Selected text
+++

Do I have your attention? I hope because as I would like to borrow it for few minutes while I try to articulate what I have been focussing  my own attention on for the last few days. Our attention is being sold, fought for, captured, harnessed and directed, be it consciously or subconsciously, all day, every day. Each day we make distinct choices about who and what we give it to and what we get in return. Attention is defined as:

“Notice taken of someone or something; the regarding of someone or something as interesting or important.”

With that being the case, how carefully do we guard what takes our attention? What does it take to “notice” someone or something? What fulfils our modern criteria of considering something “important and interesting” that is worthy of our attention? Like the red laser beam for cats, it doesn’t seem the yard stick is very high. Attention ends up taking our time and time is how we occupy this space and live our lives. So how we value what we give our attention to is really how we value our life. And it seems if we don’t consciously protect, defend and deliberately choose what and who gets our attention, our time and subsequently our lives can be asininely flittered away.

Grabbing our prized attention is a polished and colossal enterprise that pokes its ubiquitous fingers in our faces from cradle to grave. Modern media in all its forms, from print, radio, TV and the internet has cross pollinated into all devices. We can get any media almost anywhere. Modern media is set up primarily to capture our attention to draw us into some obvious, or not so obvious, sales funnel. We are society under the spell of consumption and distraction or more aptly, the consumption of distraction. The global media holds the wand and those who own and control it are the witches casting the spells. As recent figures from the USA show, the adult population now spends an average of 10hrs a day consuming media, in the UK its 9hrs (“entertainment” and “leisure time” are terms that conveniently cloak the reality of the business of distraction). As this is where we have come to, taking away time asleep, over 60% of the average person’s waking attention is “paid” to media in one form or another.  

media

TV and digital (smartphones/tablets, laptops) makes up the bulk of it. I have written before about what I see as the destructive force of advertising and its relationship to capitalism. There is a mindless aspect to cultural forces that drive and direct us into inane and valueless media consumption. Yet their construction and function are not mindless. Facebook has been crafted just like slot machines to draw people in, entice, reward, and payout emotional hits and highs to ensure eyes are exposed to its advertisers’ products. Most mainstream media is carefully and thoughtfully crafted to keep people consuming, ignorant and disconnected with how they truly feel.

+++

Data section
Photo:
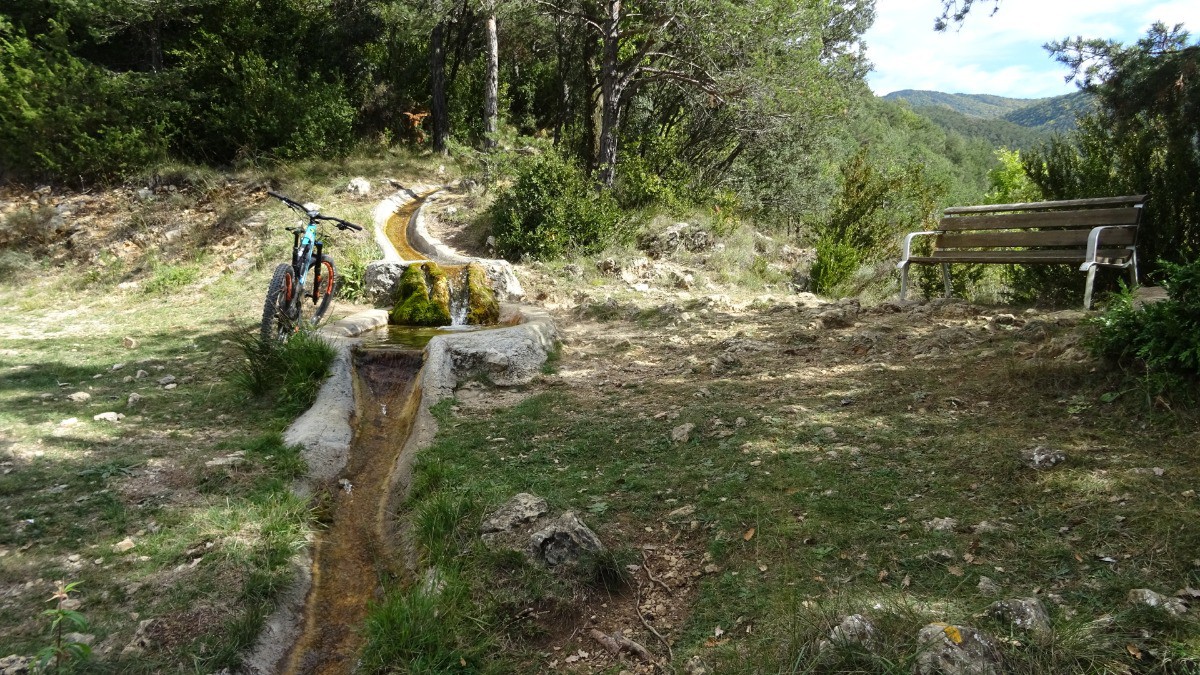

+++

Given exercise 1
In the essay on attention and media, how many hours a day does the average UK adult spend consuming media?
Given exercise 2
Resume the essay on attention and media from its final sentence.

Written answer 1
Nine hours.

Written answer 2
Yet I think there is another layer to the phenomena of how our attention is being hijacked and colonisation by all modern forms of media. The attention we pay to media that distracts and entertains us damages us beyond a vacuous message of individualism and propaganda. It seems on a broader societal level the world has become so alienating, dehumanising and disconnected that “distraction” is a commodity in high demand. A destructive feedback loop then gets generated. The more I disengage and take my 10 hrs locked to a screen, the more alienated and disconnected I am, requiring further distraction to avoid how alienated  and disconnected I have become. If you add all the other methods of escape, from drugs, alcohol, sex, food and novelties on offer and within reach, it seems we are occupied with everything but our own internal states and, by its very nature, the ability to truly empathise with the internal states of others. I’ll whore my attention to anything but how I feel inside, anything but that. Given the majority of people dislike or utterly loath their jobs, are burdened with debt, lack community and connection and are increasingly dislocated from nature, the need to employ some means of distraction and diversion makes sense. Modern life screws us and then forces us to work so we can afford to pay for something to make us forget that fact. Urgh, whose idea was this again? Like the alcoholic drinking whiskey to numb his/her pain, it’s not a long-term solution and is making whatever problems there even worse, even if the feeling of that fact is delayed.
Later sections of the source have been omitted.